**QUOTED TEXT:**
┄┄┄┄┄┄
3) Timeouts That Prevent Meltdowns

App‑level (client driver)

Connect timeout: fail fast if the DB/proxy is down (e.g., 5s).
Acquire/pool timeout: how long to wait for a free connection (e.g., 5s).
Statement/query timeout: kill long queries (OLTP baseline 30s; many apps use 5–15s).
Connection lifetime / recycle: close before NAT/LB idle timeouts (30m) to avoid broken pipes.

Server‑level (Postgres)

ALTER ROLE appuser SET statement_timeout = '30s';
ALTER ROLE appuser SET idle_in_transaction_session_timeout = '60s';
ALTER ROLE appuser SET idle_session_timeout = '30min';
-- Optional: lock timeouts to fail fast on lock waits
ALTER ROLE appuser SET lock_timeout = '5s';

Server‑level (MySQL/MariaDB)

SET GLOBAL wait_timeout = 1800;          -- seconds for noninteractive
SET GLOBAL interactive_timeout = 1800;
SET GLOBAL lock_wait_timeout = 5;

Tune pool lifetimes to be less than LB/NAT idle (AWS NLB, Cloudflare Tunnel, k8s SNAT). Add TCP keepalives if needed.

4) App Code: Correct Pool Usage

Node.js (node‑pg)

import { Pool } from "pg";
export const pool = new Pool({
  connectionString: process.env.DATABASE_URL,  // via PgBouncer is ideal
  max: parseInt(process.env.POOL_MAX ?? "20", 10),
  idleTimeoutMillis: 30_000,
  connectionTimeoutMillis: 5_000,
  statement_timeout: 30_000,
  application_name: "api",
  // simple_query_mode: true, // enable if using PgBouncer transaction pooling
});

// Pattern: borrow/release
export async function getUser(id: number) {
  const client = await pool.connect();
  try {
    const { rows } = await client.query("SELECT * FROM users WHERE id = $1", [id]);
    return rows[0];
  } finally {
    client.release(); // always release in finally
  }
}

Python (SQLAlchemy + psycopg/psycopg2/3)

from sqlalchemy import create_engine, text

engine = create_engine(
    "postgresql+psycopg://user:pass@pgbouncer:6432/appdb",
    pool_size=int(os.getenv("POOL_SIZE", 10)),
    max_overflow=int(os.getenv("POOL_OVERFLOW", 10)),
    pool_timeout=5,              # seconds to wait for a free conn
    pool_recycle=1800,           # seconds (conn lifetime)
┄┄┄┄┄┄
**INFORMATION SUPPLIED:**
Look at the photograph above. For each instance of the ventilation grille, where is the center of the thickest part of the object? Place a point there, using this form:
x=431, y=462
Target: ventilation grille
┄┄┄┄┄┄
**CHALLENGE 1:** Summarize the excerpt on database timeouts and connection pools in two sentences.
**CHALLENGE 2:**
Using the excerpt on database timeouts and connection pools, answer these questions:
(a) What lock_timeout value does the Postgres example set for appuser?
(b) What application_name is given in the Node.js pool configuration?
(c) According to its comment in the Python configuration, what does pool_timeout set?
The data has no connection to the excerpt on database timeouts and connection pools.

**OUTPUT 1:** The excerpt lists application-level timeouts for the connect step, the pool wait, statements, and connection lifetime, and it gives server-level timeout settings for Postgres and MySQL/MariaDB. It advises keeping pool lifetimes shorter than load balancer or NAT idle timeouts and shows pool setup in Node.js and Python, including a borrow/release pattern that always releases the client in a finally block.

**OUTPUT 2:**
(a) 5s
(b) "api"
(c) The number of seconds to wait for a free connection.